- _Work to complete_
Convert every item below into a two-column CSV with the header columns instruction and points, one row per item, putting its text and its answer each in a single quoted field with line breaks replaced by spaces. Leave the pictures out of the result.

(Position annotation items)
——
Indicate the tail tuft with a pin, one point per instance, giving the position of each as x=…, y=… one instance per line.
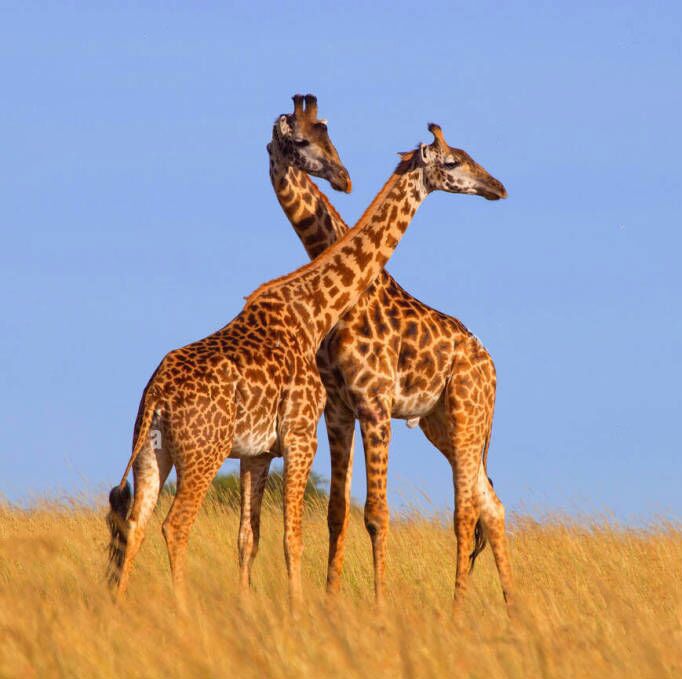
x=120, y=499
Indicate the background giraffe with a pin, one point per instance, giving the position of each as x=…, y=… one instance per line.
x=248, y=387
x=389, y=356
x=253, y=385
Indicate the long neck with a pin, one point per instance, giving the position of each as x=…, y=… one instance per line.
x=316, y=222
x=321, y=292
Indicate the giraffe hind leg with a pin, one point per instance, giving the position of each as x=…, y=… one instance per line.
x=150, y=470
x=253, y=475
x=341, y=433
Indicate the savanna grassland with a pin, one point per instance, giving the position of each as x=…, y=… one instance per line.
x=592, y=601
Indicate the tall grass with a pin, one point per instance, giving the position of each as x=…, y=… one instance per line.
x=593, y=601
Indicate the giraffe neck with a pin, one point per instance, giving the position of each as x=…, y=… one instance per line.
x=316, y=222
x=321, y=292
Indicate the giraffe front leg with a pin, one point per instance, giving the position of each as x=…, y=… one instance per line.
x=492, y=518
x=253, y=475
x=298, y=448
x=340, y=430
x=376, y=436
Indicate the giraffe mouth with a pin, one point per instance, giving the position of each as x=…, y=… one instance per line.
x=341, y=181
x=492, y=190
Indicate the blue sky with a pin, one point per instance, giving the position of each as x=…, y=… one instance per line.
x=137, y=211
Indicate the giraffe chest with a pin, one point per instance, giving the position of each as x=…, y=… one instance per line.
x=408, y=380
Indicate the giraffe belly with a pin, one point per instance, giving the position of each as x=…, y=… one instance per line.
x=410, y=406
x=411, y=403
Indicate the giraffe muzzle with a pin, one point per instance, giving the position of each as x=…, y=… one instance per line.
x=341, y=181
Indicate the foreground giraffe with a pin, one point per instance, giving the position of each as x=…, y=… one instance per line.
x=246, y=388
x=392, y=356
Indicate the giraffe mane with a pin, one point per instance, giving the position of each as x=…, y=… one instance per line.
x=330, y=252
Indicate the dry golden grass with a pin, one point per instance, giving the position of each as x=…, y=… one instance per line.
x=592, y=602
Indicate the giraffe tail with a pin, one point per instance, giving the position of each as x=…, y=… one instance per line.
x=480, y=539
x=120, y=496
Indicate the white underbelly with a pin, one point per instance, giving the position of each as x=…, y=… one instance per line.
x=250, y=443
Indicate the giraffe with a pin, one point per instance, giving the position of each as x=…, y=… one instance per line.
x=393, y=356
x=253, y=385
x=196, y=409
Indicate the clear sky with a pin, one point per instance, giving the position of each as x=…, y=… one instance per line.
x=136, y=212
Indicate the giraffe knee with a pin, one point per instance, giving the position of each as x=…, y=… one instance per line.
x=376, y=520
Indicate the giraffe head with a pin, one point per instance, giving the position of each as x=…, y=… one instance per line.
x=303, y=142
x=454, y=170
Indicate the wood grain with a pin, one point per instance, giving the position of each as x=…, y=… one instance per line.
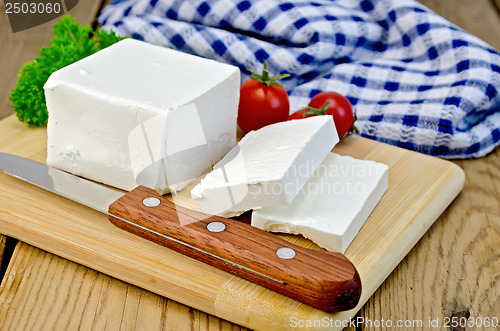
x=454, y=270
x=80, y=234
x=324, y=280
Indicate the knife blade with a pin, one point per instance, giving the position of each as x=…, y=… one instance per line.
x=324, y=280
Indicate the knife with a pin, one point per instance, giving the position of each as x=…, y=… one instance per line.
x=324, y=280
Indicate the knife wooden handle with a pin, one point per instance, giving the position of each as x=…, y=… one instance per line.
x=324, y=280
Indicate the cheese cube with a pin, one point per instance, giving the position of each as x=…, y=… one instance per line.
x=333, y=205
x=267, y=167
x=139, y=114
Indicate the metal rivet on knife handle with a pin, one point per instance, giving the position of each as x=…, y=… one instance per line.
x=285, y=253
x=216, y=226
x=151, y=202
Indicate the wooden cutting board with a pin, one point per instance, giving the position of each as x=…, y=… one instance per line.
x=420, y=189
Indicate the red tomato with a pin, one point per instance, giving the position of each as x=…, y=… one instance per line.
x=339, y=107
x=263, y=101
x=261, y=105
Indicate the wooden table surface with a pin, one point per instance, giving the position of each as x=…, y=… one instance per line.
x=454, y=270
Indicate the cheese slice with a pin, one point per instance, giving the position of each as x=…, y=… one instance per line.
x=333, y=205
x=267, y=167
x=139, y=114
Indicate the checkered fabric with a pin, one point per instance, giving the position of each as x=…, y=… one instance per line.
x=416, y=80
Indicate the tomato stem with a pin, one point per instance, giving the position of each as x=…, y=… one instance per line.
x=316, y=111
x=265, y=78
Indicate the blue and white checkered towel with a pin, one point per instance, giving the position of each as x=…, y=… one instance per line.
x=416, y=80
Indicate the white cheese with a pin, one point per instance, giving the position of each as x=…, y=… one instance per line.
x=139, y=114
x=267, y=167
x=333, y=205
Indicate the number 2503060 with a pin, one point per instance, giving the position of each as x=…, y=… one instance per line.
x=32, y=8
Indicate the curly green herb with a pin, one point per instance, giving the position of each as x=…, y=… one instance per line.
x=71, y=42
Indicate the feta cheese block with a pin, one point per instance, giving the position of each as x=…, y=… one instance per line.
x=333, y=205
x=139, y=114
x=267, y=167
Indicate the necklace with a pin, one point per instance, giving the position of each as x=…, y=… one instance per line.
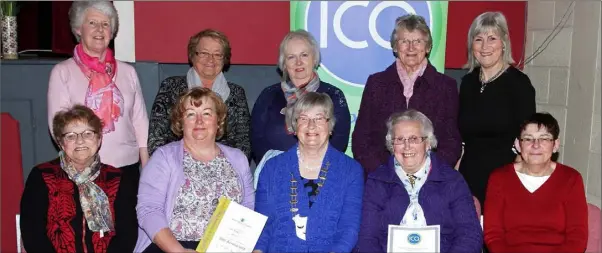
x=545, y=172
x=485, y=82
x=307, y=168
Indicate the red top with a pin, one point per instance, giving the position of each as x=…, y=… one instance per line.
x=551, y=219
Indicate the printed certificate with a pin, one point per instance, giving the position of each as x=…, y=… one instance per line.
x=413, y=239
x=232, y=228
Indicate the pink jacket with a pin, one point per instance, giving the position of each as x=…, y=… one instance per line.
x=68, y=86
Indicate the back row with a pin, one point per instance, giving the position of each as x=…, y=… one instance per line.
x=494, y=96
——
- _Task answer_
instruction,points
"Indicate the tail tuft with a pin, one point per instance, giving the position of each as x=…, y=… one instance per line.","x=120, y=499"
"Indicate the background giraffe with a pin, one point per instance, giving the position of each as x=…, y=… one instance per line.","x=248, y=387 x=389, y=356 x=253, y=385"
"Indicate the long neck with a pin, one point per instance, giving the position of each as x=…, y=… one instance per line.","x=316, y=222 x=321, y=292"
"Indicate the giraffe hind leg with a pin, one point per instance, giving the position of each as x=…, y=… one instance per line.","x=150, y=470 x=253, y=475 x=341, y=433"
"Indicate the savanna grassland with a pin, one point per instance, giving the position of each as x=…, y=… one instance per line.","x=592, y=601"
"Indicate the tall grass with a pin, one point per instance, giving the position of each as x=…, y=… one instance per line.","x=593, y=601"
"Indicate the giraffe neck with a pin, one point per instance, giving the position of each as x=…, y=… one instance per line.","x=316, y=222 x=321, y=292"
"Indicate the giraffe front leg with a pin, one point per instance, giving the position of each as x=…, y=… one instance per line.","x=492, y=518 x=253, y=475 x=298, y=448 x=340, y=430 x=376, y=436"
"Indicate the giraffe mouth with a pin, one point per instance, giving the position of each as x=…, y=… one instance per line.","x=341, y=181 x=492, y=190"
"Indicate the blue sky with a pin, one point per instance, giving the position of each as x=…, y=… one instance per line.","x=137, y=211"
"Indicate the giraffe chest with a pin, one point per instance, giving the position of each as x=…, y=… one instance per line.","x=408, y=380"
"Indicate the giraffe belly with a pin, one point per instance, giving the position of each as x=…, y=… one instance per line.","x=410, y=406 x=411, y=403"
"Indicate the giraffe muzzle with a pin, one point per instance, giving the position of each as x=…, y=… one instance per line.","x=341, y=181"
"Indicate the foreground giraffe with a pin, one point per instance, giving the position of each as x=…, y=… one instance per line.","x=246, y=388 x=392, y=356"
"Indicate the giraffe mane with a pin, one point per instance, giving the position of each as x=…, y=… one instance per line.","x=330, y=252"
"Indicate the dry golden grass with a pin, one point per instance, giving the position of each as x=…, y=… one instance per line.","x=592, y=602"
"Indicate the giraffe tail with a pin, one point per instance, giving the position of each as x=…, y=… one instance per line.","x=480, y=539 x=120, y=496"
"Indicate the white underbelly with a pin, one point per instance, giving the position of each as x=…, y=… one instance per line.","x=250, y=443"
"Indicate the giraffe with a pin, one point per instance, giving the position of each as x=…, y=… one instance per line.","x=393, y=356 x=253, y=385 x=196, y=409"
"Indicate the clear sky with a pin, one point per instance, giving the position of each as x=…, y=… one instance per line.","x=136, y=212"
"Indicate the giraffe knee with a pin, one point per instance, giving the position of each as x=…, y=… one instance per line.","x=376, y=520"
"Indicate the giraffe head with a pin, one point per instance, giving the position of each as x=…, y=… one instance per line.","x=303, y=142 x=454, y=170"
"Indicate the wood grain with a pin, one point per instance, giving the position of each as x=…, y=… one instance per line.","x=454, y=270 x=80, y=234 x=324, y=280"
"Indicate the knife blade with a pin, one point per instance, giving the position of each as x=…, y=… one instance per line.","x=324, y=280"
"Indicate the knife with a pin, one point per instance, giving the position of each as x=…, y=… one instance per line.","x=324, y=280"
"Indicate the knife wooden handle with a pin, one point per instance, giving the position of each as x=…, y=… one instance per line.","x=324, y=280"
"Indicate the cheese cube with a pin, one point per instance, giving the position of each as x=…, y=… one instance per line.","x=333, y=205 x=267, y=167 x=139, y=114"
"Indicate the metal rivet on knife handle with a pin, one point per instance, giving the position of each as x=…, y=… one instance per line.","x=285, y=253 x=216, y=226 x=151, y=202"
"Indicate the wooden cutting board with a pin, one point per instance, giving the position of each as x=…, y=… one instance per line.","x=420, y=189"
"Indicate the red tomato with a pin, one point per instance, giving the position of each as x=…, y=… one instance per line.","x=339, y=107 x=263, y=101 x=261, y=105"
"Indicate the wooden table surface with a pin, one point per instance, giving the position of each as x=…, y=… one instance per line.","x=454, y=270"
"Indicate the cheese slice with a pin, one point per instance, giving the position of each as x=…, y=… one instance per line.","x=333, y=205 x=267, y=167 x=139, y=114"
"Indicate the checkered fabric with a pin, one point per instance, giving the position of each as x=…, y=… one instance per line.","x=416, y=80"
"Indicate the tomato stem with a pin, one point per instance, giving the position of each as x=…, y=… one instance per line.","x=316, y=111 x=265, y=78"
"Indicate the blue and white checkered towel with a pin, one point per instance, giving the position of each as x=…, y=… one instance per line.","x=416, y=80"
"Indicate the white cheese with a pin, one point per instance, giving the position of each as x=…, y=… one instance per line.","x=139, y=114 x=267, y=167 x=333, y=205"
"Indicate the number 2503060 with a pin, one point per instance, giving the position of each as x=…, y=… one instance per line.","x=32, y=8"
"Indicate the curly green herb with a pin, one point per instance, giving the position of each as x=…, y=… one instance per line.","x=71, y=42"
"Indicate the feta cheese block with a pin, one point per instance, giving the position of each as x=…, y=… one instance per line.","x=333, y=205 x=139, y=114 x=267, y=167"
"Indicate the necklace with a pin, one point per instance, giving the position of each as x=…, y=… one instance per line.","x=545, y=172 x=485, y=82 x=307, y=168"
"Indicate the red top with a pin, one point per instance, giving the position of each as x=…, y=… one instance per line.","x=551, y=219"
"Indicate the printed certificate with a pin, one point per instance, giving the position of each as x=…, y=… one instance per line.","x=413, y=239 x=232, y=228"
"Indicate the pink jacket with a pin, one point per instance, giving the position of each as x=…, y=… one instance per line.","x=68, y=86"
"Indicate the back row with a pin, one point per instance, giving the position of each as x=…, y=… one instance per line.","x=494, y=96"